- Set exercise 1: Please reproduce all of the rows further down character for character, leaving nothing out.

-*-

Re: UTF-8 in URIs from Nicolas Mailhot on 2014-01-16 (ietf-http-wg@w3.org from January to March 2014)

From: Nicolas Mailhot <nicolas.mailhot@laposte.net>
Date: Thu, 16 Jan 2014 15:33:30 +0100
To: "Zhong Yu" <zhong.j.yu@gmail.com>
Cc: "Nicolas Mailhot" <nicolas.mailhot@laposte.net>, "Julian Reschke" <julian.reschke@gmx.de>, "Gabriel Montenegro" <gabriel.montenegro@microsoft.com>, "ietf-http-wg@w3.org" <ietf-http-wg@w3.org>, "Osama Mazahir" <osamam@microsoft.com>, "Dave Thaler" <dthaler@microsoft.com>, "Mike Bishop" <michael.bishop@microsoft.com>, "Matthew Cox" <macox@microsoft.com>
Message-ID: <aba0c024677d0d0bf4dc944ef64da6b7.squirrel@arekh.dyndns.org>

Le Jeu 16 janvier 2014 12:25, Zhong Yu a écrit :
> There is no way to enforce UTF-8 on URIs; we cannot even enforce
> %-encoding, the server can always build proprietary encoding on top of
> ASCII chars (for its own convenience, not for being cryptic to others)
>
> URIs have never been supposed to be understandable by anyone other
> than the original server. I don't see how we can change that, unless
> we turn URI into a full blow language with structures, semantics, and
> a huge vocabulary.

Look, that is all nonsense.

URLs are treated as text in html documents. URL are treated as text in
logs and traffic consoles. URL are treated as text by web site designers
(otherwise all accesses would be in the form mywebsite.com/opaquenumber
and how many sites actually do that?). Web traffic is not direct
end-to-end it goes through intermediaries that need to decode part of the
http envelope and besides web sites are more and more inter penetrated
(URL soup aka mashup and clouds) so decoding has not been a private web
site affair for a long time

All those elements do not manipulate chains of bytes but text and the
difference between chains of bytes and text is clear encoding rules (I
know it is a huge understanding leap for most developers that didn't have
to deal extensively with encoding problem fallouts)

-*-

- Set exercise 2: Proceed with the reply about UTF-8 in URIs, picking up right after its final sentence.

- Listed records:
-*-

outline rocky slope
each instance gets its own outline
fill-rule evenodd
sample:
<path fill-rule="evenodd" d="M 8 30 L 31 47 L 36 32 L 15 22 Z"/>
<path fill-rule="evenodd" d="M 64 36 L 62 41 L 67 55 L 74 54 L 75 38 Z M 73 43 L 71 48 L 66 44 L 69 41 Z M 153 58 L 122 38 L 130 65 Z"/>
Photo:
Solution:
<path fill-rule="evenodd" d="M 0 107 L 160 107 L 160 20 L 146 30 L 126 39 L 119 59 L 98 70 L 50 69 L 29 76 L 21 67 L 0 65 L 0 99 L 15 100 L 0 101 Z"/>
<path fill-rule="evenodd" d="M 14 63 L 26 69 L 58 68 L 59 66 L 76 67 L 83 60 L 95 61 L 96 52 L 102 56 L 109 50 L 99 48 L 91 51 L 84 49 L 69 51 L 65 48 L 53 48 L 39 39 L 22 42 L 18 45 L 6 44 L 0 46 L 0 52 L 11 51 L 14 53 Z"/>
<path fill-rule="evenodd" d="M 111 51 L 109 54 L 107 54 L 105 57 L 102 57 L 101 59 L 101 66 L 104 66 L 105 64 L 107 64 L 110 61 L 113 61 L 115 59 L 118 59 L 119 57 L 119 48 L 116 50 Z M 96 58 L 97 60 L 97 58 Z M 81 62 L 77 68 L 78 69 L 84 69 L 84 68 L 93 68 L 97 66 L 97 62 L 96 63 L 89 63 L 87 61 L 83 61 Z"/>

-*-

- Written response 1:
outline rocky slope
each instance gets its own outline
fill-rule evenodd
sample:
<path fill-rule="evenodd" d="M 8 30 L 31 47 L 36 32 L 15 22 Z"/>
<path fill-rule="evenodd" d="M 64 36 L 62 41 L 67 55 L 74 54 L 75 38 Z M 73 43 L 71 48 L 66 44 L 69 41 Z M 153 58 L 122 38 L 130 65 Z"/>
Photo:
Solution:
<path fill-rule="evenodd" d="M 0 107 L 160 107 L 160 20 L 146 30 L 126 39 L 119 59 L 98 70 L 50 69 L 29 76 L 21 67 L 0 65 L 0 99 L 15 100 L 0 101 Z"/>
<path fill-rule="evenodd" d="M 14 63 L 26 69 L 58 68 L 59 66 L 76 67 L 83 60 L 95 61 L 96 52 L 102 56 L 109 50 L 99 48 L 91 51 L 84 49 L 69 51 L 65 48 L 53 48 L 39 39 L 22 42 L 18 45 L 6 44 L 0 46 L 0 52 L 11 51 L 14 53 Z"/>
<path fill-rule="evenodd" d="M 111 51 L 109 54 L 107 54 L 105 57 L 102 57 L 101 59 L 101 66 L 104 66 L 105 64 L 107 64 L 110 61 L 113 61 L 115 59 L 118 59 L 119 57 L 119 48 L 116 50 Z M 96 58 L 97 60 L 97 58 Z M 81 62 L 77 68 L 78 69 L 84 69 L 84 68 L 93 68 L 97 66 L 97 62 L 96 63 L 89 63 L 87 61 L 83 61 Z"/>

- Written response 2:
There is a difference between semantics (which are the business of web
sites) and technical encoding. I don't care a fig about what encoding a
web server uses on its filesystem or the encoding of web pages. What I
want is that the on-wire representation, that needs to be decoded by all
kinds of third parties for things to work smoothly, to be clearly defined
without the usual "chain of bytes" cop-out.

Software writers that love exotic encodings just have to translate URLs to
UTF-8 representation before http emission. Their choice. Interoperability
problems should be pushed to end-nodes not embedded in the protocol
itself.

I'd rather have clear interop rules and simple to understand breakage at
http2 adoption time rather than diffuse heisenbugs and sites that work by
sheer chance as long as you chain components with the same unwritten
assumptions. See the python 2 unicode debacle and how much fuzzy encoding
rules cost them.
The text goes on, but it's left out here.